■ **WHAT YOU ARE ASKED TO DO**: Each entry below is to be duplicated verbatim.

■ **MATERIAL FOR THIS EXERCISE**:

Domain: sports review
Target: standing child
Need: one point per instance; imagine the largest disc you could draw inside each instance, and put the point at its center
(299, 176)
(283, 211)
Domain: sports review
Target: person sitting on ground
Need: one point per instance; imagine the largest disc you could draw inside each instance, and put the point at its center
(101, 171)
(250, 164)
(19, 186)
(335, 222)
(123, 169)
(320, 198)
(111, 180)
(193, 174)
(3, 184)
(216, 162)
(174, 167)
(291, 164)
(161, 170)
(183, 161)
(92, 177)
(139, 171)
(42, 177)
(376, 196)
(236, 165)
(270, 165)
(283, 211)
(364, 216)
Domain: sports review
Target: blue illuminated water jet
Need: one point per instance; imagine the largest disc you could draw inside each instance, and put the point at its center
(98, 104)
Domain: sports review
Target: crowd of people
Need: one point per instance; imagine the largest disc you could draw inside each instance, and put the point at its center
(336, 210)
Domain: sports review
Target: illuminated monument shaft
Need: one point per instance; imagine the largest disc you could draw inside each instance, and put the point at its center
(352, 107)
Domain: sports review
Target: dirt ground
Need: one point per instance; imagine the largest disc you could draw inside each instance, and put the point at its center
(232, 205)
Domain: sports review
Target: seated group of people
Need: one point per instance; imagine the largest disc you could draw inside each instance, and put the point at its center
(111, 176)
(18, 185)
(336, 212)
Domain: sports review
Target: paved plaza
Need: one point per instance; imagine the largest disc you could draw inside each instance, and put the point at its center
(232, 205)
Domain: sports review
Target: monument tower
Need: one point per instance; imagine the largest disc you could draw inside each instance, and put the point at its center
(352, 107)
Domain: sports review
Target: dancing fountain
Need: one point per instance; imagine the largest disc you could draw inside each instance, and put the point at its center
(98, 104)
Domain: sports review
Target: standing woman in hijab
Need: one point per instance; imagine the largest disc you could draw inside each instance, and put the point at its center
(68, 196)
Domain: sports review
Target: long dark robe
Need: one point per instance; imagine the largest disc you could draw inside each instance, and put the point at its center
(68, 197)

■ **ANSWER FOR THIS EXERCISE**:
Domain: sports review
Target: standing child
Need: one point per instance; imagine the largest disc you could draw inside each instance, and put the point at its center
(299, 176)
(283, 211)
Domain: sports review
Target: person sitting on ground
Need: one point per instance; imagine the largest disc you could draw inside each instance, and put the point at its center
(101, 171)
(250, 164)
(19, 186)
(335, 222)
(123, 169)
(320, 198)
(111, 180)
(193, 174)
(3, 184)
(216, 162)
(174, 167)
(291, 164)
(161, 170)
(183, 161)
(92, 177)
(139, 171)
(42, 177)
(376, 196)
(236, 165)
(270, 165)
(283, 211)
(364, 216)
Domain: sports review
Target: blue illuminated water jet
Need: one point per instance; imagine the largest disc you could draw inside each instance, and put the point at its center
(98, 104)
Domain: sports review
Target: crowd of people
Need: one point per instance; imagine the largest disc you could draw inside each instance, and put the point at its center
(336, 210)
Domain: sports review
Target: illuminated monument shaft
Need: one point per instance; imagine the largest disc you could draw inside each instance, and put the point at its center
(352, 107)
Domain: sports review
Target: dirt ground
Need: one point per instance; imagine the largest disc you could draw inside each instance, and put the point at its center
(232, 205)
Domain: sports review
Target: seated group of people
Need: one point per instance; imagine the largest disc you could draw inside each instance, and put the point at its center
(111, 176)
(18, 185)
(336, 212)
Domain: sports review
Target: paved plaza
Need: one point per instance; imagine the largest disc you could draw inside each instance, and put the point at its center
(232, 205)
Domain: sports review
Target: monument tower
Need: one point per instance; imagine the largest disc you could draw inside each instance, and put the point at its center
(352, 107)
Domain: sports review
Target: dancing fountain
Need: one point per instance; imagine the largest disc you could draw inside each instance, and put the point at its center
(98, 104)
Domain: sports review
Target: standing woman in hijab
Need: one point per instance; imagine the largest disc you could draw inside each instance, and put the point at its center
(68, 196)
Domain: sports review
Target: long dark robe
Need: one point per instance; imagine the largest disc you could draw inside each instance, and put the point at its center
(68, 197)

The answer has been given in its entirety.